Saved entries —

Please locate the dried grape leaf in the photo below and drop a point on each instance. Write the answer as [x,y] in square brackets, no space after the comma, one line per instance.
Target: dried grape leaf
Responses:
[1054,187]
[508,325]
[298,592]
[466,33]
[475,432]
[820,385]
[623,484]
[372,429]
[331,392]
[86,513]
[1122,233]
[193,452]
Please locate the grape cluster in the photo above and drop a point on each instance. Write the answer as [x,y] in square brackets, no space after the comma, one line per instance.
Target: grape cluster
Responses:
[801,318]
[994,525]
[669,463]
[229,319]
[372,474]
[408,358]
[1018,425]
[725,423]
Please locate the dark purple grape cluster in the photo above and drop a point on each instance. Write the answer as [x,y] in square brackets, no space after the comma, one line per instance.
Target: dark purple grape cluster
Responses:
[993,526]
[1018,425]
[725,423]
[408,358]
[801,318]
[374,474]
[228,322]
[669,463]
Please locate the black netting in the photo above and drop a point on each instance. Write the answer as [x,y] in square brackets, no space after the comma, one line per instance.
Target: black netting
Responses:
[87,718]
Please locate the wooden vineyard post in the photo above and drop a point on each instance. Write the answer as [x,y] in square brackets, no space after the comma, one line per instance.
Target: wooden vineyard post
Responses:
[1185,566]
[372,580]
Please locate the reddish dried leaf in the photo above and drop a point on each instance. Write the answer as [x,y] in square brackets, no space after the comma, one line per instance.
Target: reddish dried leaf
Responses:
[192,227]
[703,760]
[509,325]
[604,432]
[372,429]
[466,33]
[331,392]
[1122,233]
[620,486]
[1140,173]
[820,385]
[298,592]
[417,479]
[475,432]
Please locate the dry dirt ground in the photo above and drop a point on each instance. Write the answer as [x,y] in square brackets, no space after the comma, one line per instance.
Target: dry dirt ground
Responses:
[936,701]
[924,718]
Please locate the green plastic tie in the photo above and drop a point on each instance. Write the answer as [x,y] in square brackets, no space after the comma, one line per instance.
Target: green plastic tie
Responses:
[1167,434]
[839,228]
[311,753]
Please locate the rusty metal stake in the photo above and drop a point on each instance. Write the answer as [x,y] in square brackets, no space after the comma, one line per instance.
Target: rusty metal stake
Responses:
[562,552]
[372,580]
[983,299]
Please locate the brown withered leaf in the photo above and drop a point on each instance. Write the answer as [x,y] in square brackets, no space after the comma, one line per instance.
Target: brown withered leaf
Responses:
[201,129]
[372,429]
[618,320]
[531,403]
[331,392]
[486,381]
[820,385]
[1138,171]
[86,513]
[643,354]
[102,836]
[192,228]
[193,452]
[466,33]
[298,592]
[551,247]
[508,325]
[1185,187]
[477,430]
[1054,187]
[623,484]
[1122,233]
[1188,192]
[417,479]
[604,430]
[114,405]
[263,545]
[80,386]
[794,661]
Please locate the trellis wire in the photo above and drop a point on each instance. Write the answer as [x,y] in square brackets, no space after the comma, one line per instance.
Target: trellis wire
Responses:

Work required —
Every line above should be duplicated exactly as it stands.

Answer —
Please locate the dried grape leaf in the photo below and drop a point on each instance. Write the answer as [x,y] in square brackets, no space after the comma, one line per instance.
Target: dried grape leaf
Responses:
[1054,187]
[508,325]
[298,592]
[466,33]
[475,432]
[820,385]
[623,484]
[372,429]
[331,392]
[86,513]
[1122,233]
[193,452]
Please locate the grape cluster in the photo above and drop a point on each instance. Write the answer as [x,y] in square brackets, no space after the comma, one line per instance.
Target: grape cluster
Responses:
[801,318]
[994,525]
[669,463]
[229,319]
[372,474]
[408,358]
[1018,425]
[725,423]
Please locate the dark purple grape cluster in the photo above and drop a point on each instance. Write the answer as [x,y] in square brackets, no space after the comma, one line per instance.
Target: dark purple grape cluster
Responses:
[993,526]
[1018,425]
[725,423]
[408,358]
[801,318]
[374,474]
[228,322]
[669,463]
Please locate the black netting in the photo above and drop a point on each instance. Write the answer as [x,y] in square brackets, no space after the comma, one line per instance.
Target: black netting
Responses:
[87,718]
Please locate the wooden vineyard post in the photo above and drop a point on each instance. Write the answer as [x,y] in square brackets, no space after the comma, one line per instance.
Target: wooden vineyard post
Responses:
[1185,566]
[372,580]
Please locate the reddish dried leaf in the photo above and drop a point on each instance. Write the answer as [x,y] in square brackets, no space after the comma, one line per instance.
Target: reddish dried leaf
Responses:
[192,227]
[703,760]
[509,325]
[604,432]
[372,429]
[466,33]
[331,392]
[1122,233]
[620,486]
[1140,173]
[820,385]
[298,592]
[417,479]
[475,432]
Please locate the dry dirt ground in the photo above and drop a point on each instance. Write the answer as [x,y] in square brackets, no space after the comma, one line per instance.
Target: dry dirt ground
Responses:
[936,701]
[924,718]
Please locate the green plastic tie in the photo above and drop a point on each instance. Write the answer as [x,y] in square brackets, no space after the comma, one line per instance.
Target: green plastic tie
Responses:
[1167,434]
[839,228]
[311,753]
Please locate the rusty metal stake in the photo above and drop a point on each instance. Write the answer as [x,y] in square brackets, no space after the comma, one line per instance.
Target: rusty metal stake
Responses:
[562,552]
[372,580]
[983,299]
Please locate the brown withered leaf in the photo above and drop a point on each instance. Write the answer as [x,y] in square brackets, no space after the comma, one line per instance.
Target: brown withered leaf
Responses:
[201,129]
[372,429]
[618,320]
[531,403]
[331,392]
[486,381]
[820,385]
[1138,171]
[86,513]
[643,354]
[102,836]
[192,228]
[193,452]
[466,33]
[298,592]
[551,247]
[508,325]
[1185,187]
[477,430]
[1054,187]
[623,484]
[1122,233]
[1188,192]
[417,479]
[604,430]
[114,405]
[263,545]
[80,386]
[794,661]
Please locate the trellis wire in the photo above and drop a point on each instance. Write the answer as [x,y] in square brackets, no space after the comma, one line per instance.
Target: trellis wire
Responses:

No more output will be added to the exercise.